PROMPT: Reproduce the text on Ontario education workers' contract talks word for word between "If Ford and" and "spending by 2030.", inclusive.
==== DOCUMENT SECTION
The Ford government can behave so aggressively because they know that the education unions have no intention of putting up a fight. As talks get under way this week with four of the five unions, none of the bureaucrats in the Canadian Union of Public Employees (CUPE), Ontario Secondary School Teachers Federation (OSSTF), Ontario English Catholic Teachers Association, or the Association of Franco-Ontarian Teachers have uttered a single word about a strike vote, let alone actual job action. This is despite the fact that, according to a recent Global News report, the union leaders are “expecting talks to drag on well past the expiration of their contracts on Aug. 31.” Karen Littlewood, president of OSSTF, asserted, “We are nowhere near a strike vote. It is so premature right now.”
In other words, education workers are supposed to sit on their hands and do nothing while Ford and his hard-right ministers issue threats, whip up a vicious campaign against teachers and support staff—accusing them of planning to take kids “hostage” and “disrupt” their education—and “negotiate” a package of real-terms pay cuts behind the scenes with the unions. Education workers will then be called upon to approve these rotten tentative agreements in votes accompanied by a cacophony of propaganda about greedy teachers and education staff endangering the “normal learning experience” of students and childcare provision for working families.
Education workers have seen this game play out before. In 2019, as anger grew across the province over the Ford government’s austerity program, the unions delayed calling strike votes until the contracts had expired. With 55,000 support staff set to walk out in early October 2019 after an overwhelming strike vote, CUPE reached an 11th-hour deal with Ford that included the enforcement of Bill 124’s wage cap, even though the law was not yet on the books. The teacher unions were forced by rank-and-file anger to call a series of rotating regional strikes, which were carefully planned to ensure that they never occurred on the same day or at the same time. After months of rank-and-file pressure, the teacher unions finally felt compelled to call out 200,000 teachers for a one-day strike in February 2020, which provoked widespread public enthusiasm. Shocked by the groundswell of popular support, the teacher unions responded by calling off all future strikes, before seizing on the pandemic as an excuse to enforce the 1 percent pay deal in sellout contracts. They then proceeded to denounce all collective action against the mass infection of education workers and students as “illegal.”
If Ford and Lecce were genuinely concerned about the “stability” of the education system and ensuring a full learning experience for all, they could start by providing education staff with an immediate 20 percent pay increase to reverse the 19 percent after-inflation pay cut education workers have suffered since 2012. They could then index wage increases to inflation in year two of the upcoming contract and beyond. They could immediately allocate the $14 billion in outstanding repairs and upgrades to school buildings across the province, make good the $1.3 billion they cut from the 2021-22 education budget, and make provisions to cover the $12.3 billion dollars projected by the Financial Accountability Office to be missing from education spending by 2030.
Every education worker knows full well that they will do none of this, because their professed concern for kids’ education is a sham. These urgently necessary measures will only be achieved to the extent that teachers, education assistants, caretakers, and support staff unite to organize the mass mobilization of working people in a political struggle to fight for a strong public education system with decent-paying, secure jobs for all, and the return of strict public health measures to stop the spread of COVID-19. Education workers must take up an independent struggle for what they know they deserve and need, not only insofar as wages are concerned, but also to provide the kind of education system needed to teach and raise kids for a fulfilling life.
========
==== PROVIDED RECORDS
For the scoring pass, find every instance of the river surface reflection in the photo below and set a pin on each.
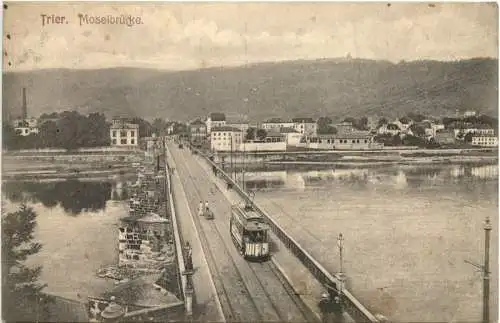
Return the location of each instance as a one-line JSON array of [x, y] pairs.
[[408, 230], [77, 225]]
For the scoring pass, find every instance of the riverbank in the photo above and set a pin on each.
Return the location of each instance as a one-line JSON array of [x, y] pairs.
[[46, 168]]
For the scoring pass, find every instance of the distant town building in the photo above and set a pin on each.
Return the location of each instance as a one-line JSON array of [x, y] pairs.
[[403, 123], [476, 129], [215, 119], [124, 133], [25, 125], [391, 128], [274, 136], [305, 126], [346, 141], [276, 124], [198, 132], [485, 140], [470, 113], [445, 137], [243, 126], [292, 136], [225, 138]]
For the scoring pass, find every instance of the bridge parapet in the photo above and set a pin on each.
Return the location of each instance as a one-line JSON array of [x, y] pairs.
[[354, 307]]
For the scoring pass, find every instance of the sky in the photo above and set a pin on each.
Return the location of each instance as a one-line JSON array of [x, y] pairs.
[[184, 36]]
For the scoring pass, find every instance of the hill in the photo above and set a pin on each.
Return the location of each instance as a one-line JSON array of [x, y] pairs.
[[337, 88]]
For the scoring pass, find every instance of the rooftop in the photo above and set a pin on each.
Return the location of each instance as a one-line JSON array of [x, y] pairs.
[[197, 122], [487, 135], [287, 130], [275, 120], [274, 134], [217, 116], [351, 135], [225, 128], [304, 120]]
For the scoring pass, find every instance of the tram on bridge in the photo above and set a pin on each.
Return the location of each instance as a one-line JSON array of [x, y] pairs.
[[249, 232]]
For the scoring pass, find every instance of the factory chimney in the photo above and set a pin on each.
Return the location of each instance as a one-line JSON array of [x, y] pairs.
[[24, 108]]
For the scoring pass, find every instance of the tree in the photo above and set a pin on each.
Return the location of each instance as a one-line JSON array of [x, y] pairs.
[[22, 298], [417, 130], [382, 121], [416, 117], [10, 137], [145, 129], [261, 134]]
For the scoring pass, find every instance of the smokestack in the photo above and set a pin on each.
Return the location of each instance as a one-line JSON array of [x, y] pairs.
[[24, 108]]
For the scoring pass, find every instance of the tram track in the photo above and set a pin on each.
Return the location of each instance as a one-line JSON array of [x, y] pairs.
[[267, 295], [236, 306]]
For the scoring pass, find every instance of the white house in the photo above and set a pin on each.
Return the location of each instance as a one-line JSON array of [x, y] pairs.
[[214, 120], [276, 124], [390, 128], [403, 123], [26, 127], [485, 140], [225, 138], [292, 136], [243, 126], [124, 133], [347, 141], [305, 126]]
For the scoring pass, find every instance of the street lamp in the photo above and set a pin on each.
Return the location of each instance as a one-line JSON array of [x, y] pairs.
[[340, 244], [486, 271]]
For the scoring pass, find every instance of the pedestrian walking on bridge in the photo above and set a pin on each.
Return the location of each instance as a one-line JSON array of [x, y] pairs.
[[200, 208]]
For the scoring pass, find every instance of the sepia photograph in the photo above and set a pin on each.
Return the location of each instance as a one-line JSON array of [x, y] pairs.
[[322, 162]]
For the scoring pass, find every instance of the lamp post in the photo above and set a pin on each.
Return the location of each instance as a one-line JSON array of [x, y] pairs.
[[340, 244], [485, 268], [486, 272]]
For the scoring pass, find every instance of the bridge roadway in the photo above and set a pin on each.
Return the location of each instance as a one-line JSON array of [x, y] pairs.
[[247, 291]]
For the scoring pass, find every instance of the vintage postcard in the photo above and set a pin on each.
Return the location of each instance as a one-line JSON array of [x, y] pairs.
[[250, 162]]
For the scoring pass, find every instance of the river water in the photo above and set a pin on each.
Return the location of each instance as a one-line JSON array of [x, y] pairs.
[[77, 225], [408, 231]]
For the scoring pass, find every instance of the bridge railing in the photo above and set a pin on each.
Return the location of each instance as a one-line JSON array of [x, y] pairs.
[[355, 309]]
========
RESULT FOR THIS TASK:
If Ford and Lecce were genuinely concerned about the “stability” of the education system and ensuring a full learning experience for all, they could start by providing education staff with an immediate 20 percent pay increase to reverse the 19 percent after-inflation pay cut education workers have suffered since 2012. They could then index wage increases to inflation in year two of the upcoming contract and beyond. They could immediately allocate the $14 billion in outstanding repairs and upgrades to school buildings across the province, make good the $1.3 billion they cut from the 2021-22 education budget, and make provisions to cover the $12.3 billion dollars projected by the Financial Accountability Office to be missing from education spending by 2030.